Task brief: The whole listing is to be repeated exactly. Add nothing.

═════ Material provided

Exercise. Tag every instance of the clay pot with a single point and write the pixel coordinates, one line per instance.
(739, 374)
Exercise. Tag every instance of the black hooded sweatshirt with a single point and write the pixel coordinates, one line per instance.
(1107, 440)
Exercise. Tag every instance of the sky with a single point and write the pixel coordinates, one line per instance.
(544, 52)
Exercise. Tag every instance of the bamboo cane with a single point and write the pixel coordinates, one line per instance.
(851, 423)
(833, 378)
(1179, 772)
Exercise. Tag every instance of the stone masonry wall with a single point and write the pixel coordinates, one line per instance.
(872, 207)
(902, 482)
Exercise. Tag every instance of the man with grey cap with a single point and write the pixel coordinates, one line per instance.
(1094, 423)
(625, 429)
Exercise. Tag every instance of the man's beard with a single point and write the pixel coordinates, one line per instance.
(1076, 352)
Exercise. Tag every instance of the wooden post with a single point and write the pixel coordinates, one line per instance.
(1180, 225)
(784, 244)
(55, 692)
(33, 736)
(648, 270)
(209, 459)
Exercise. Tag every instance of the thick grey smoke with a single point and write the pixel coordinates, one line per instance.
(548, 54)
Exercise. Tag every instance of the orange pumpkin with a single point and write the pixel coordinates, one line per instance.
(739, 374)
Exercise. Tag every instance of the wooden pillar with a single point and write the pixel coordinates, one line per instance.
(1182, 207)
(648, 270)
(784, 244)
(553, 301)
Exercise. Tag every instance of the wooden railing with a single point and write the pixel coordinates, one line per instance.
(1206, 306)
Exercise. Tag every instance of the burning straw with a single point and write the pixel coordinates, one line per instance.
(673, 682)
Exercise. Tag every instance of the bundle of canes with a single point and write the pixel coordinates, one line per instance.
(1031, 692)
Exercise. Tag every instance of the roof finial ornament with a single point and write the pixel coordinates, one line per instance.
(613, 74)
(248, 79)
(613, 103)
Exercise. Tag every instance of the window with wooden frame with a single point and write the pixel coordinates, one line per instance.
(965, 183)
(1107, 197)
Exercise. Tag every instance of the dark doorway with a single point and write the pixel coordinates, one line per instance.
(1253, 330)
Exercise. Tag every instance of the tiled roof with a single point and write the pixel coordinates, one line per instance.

══════════

Result of this exercise:
Exercise. Tag every instance of the clay pot with a single point and write the pixel coordinates, one line per instance.
(739, 374)
Exercise. Tag every instance of the black hooded sweatshirt with a single point and write the pixel coordinates, one line per instance.
(1107, 440)
Exercise. Tag every instance of the sky with a single point and write the pixel coordinates, one line per instance.
(544, 52)
Exercise. Tag every instance of the bamboo cane with a single point and write the pixel coordinates, one line per instance.
(851, 423)
(833, 378)
(1179, 772)
Exercise. Tag every instance of the stone masonry wall with a single point and write the pixel coordinates, one line per instance.
(872, 207)
(902, 482)
Exercise. Tag every instance of the man with grey cap with a single point and write the pixel coordinates, one line per instance.
(1094, 423)
(625, 429)
Exercise. Tag every instance of the man's beard with a single point and write the pixel coordinates, one line per instance.
(1076, 352)
Exercise. Tag every instance of the wooden post with a single point and write the pixel coordinates, one line per instance.
(1180, 225)
(784, 244)
(55, 692)
(33, 736)
(648, 270)
(209, 459)
Exercise. Tag every instance of the thick grey smoke with a single point and write the pixel coordinates, one line per instance.
(548, 54)
Exercise. Tag every instance of the orange pumpkin with a single point and write the pixel coordinates, one line per instance.
(739, 374)
Exercise. Tag every instance of the wooden pillar with a single point and write the pixel coordinates, one line per instance.
(1182, 207)
(648, 270)
(784, 244)
(553, 301)
Exercise. Tag every instance of the wooden railing with a single point and write the pixel coordinates, one line per instance.
(1206, 306)
Exercise. Tag every instance of the burning straw with a single point and write the pixel coordinates, one line per instance.
(673, 682)
Exercise. Tag every instance of the bundle of canes with a single point and write the pixel coordinates, one line per instance.
(1031, 692)
Exercise. Tag every instance of the roof finial ornament with a single point and write the pixel coordinates, one line per instance.
(613, 74)
(248, 79)
(613, 103)
Exercise. Tag every instance of the window with wooden frame with a single point and write the pixel coordinates, one line per instance.
(965, 183)
(1107, 197)
Exercise. Tag every instance of the dark doorway with a single point and write the pixel coordinates, one line per instance.
(1253, 330)
Exercise. Tag every instance of the tiled roof with a single point and write the pixel coordinates, one line per instance.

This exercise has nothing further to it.